--- Problem requirements ---
From the line with "leaf and report the pixel coordinates." to the last line of the data below, repeat every line exactly and add nothing.

--- Material for this task ---
■ ■ ■
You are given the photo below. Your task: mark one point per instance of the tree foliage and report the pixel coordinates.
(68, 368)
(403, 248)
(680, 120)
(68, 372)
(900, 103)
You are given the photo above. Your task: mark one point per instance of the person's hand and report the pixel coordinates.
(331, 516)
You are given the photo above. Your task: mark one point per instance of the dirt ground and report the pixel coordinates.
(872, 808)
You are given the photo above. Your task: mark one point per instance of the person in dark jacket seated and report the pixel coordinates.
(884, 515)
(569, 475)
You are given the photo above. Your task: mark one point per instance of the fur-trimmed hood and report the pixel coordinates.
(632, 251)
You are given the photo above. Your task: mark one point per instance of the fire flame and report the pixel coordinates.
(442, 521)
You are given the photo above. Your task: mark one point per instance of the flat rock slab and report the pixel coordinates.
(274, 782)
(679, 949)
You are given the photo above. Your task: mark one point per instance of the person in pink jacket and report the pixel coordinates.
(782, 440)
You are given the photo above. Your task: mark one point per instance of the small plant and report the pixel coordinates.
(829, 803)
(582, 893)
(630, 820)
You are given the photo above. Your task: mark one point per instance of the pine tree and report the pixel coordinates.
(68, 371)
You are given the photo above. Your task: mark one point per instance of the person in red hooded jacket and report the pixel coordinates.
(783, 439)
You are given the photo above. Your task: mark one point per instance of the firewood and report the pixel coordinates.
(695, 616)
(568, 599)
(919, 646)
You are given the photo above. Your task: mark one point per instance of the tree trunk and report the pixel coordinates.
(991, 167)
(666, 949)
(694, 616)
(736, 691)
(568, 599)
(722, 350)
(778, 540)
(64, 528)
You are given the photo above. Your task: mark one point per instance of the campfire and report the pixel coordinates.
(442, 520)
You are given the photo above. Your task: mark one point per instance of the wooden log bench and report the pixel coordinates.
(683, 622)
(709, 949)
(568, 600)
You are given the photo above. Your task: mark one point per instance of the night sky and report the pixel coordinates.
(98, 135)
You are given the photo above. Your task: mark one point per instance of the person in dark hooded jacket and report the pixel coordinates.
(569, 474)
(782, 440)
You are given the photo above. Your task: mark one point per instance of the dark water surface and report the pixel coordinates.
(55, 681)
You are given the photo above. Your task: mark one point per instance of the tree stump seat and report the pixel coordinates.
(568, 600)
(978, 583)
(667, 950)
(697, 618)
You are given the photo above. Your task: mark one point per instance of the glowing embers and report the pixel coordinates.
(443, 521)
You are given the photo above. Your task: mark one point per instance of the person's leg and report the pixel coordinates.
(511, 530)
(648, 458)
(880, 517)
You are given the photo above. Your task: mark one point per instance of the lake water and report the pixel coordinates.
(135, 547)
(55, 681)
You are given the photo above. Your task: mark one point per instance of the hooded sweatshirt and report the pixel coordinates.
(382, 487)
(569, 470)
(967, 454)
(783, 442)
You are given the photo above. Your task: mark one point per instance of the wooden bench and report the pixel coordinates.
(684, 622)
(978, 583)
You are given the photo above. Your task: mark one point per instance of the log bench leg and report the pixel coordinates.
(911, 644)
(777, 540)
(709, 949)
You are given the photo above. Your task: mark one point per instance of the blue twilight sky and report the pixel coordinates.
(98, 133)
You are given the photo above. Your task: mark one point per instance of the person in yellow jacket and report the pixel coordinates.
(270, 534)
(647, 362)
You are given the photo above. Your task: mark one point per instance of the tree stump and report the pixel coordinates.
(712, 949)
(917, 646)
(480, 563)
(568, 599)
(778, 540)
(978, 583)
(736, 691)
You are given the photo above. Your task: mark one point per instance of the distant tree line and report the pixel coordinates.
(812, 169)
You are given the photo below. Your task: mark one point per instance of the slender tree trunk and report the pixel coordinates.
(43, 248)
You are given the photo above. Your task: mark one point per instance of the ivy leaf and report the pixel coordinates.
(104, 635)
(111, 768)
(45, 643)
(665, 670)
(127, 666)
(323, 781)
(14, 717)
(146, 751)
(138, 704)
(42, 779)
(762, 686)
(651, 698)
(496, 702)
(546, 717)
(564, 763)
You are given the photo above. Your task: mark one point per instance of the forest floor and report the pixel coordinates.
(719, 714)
■ ■ ■
--- Answer below ---
You are given the photo above. Your task: mark one point per instance of the ivy leaf and report the pixel coordinates.
(104, 635)
(111, 768)
(45, 643)
(665, 670)
(127, 666)
(323, 781)
(14, 717)
(146, 751)
(138, 704)
(42, 779)
(762, 686)
(651, 698)
(496, 702)
(546, 717)
(564, 763)
You are given the photo above. Your task: mark one point per instance of the forest floor and report the pixel coordinates.
(719, 714)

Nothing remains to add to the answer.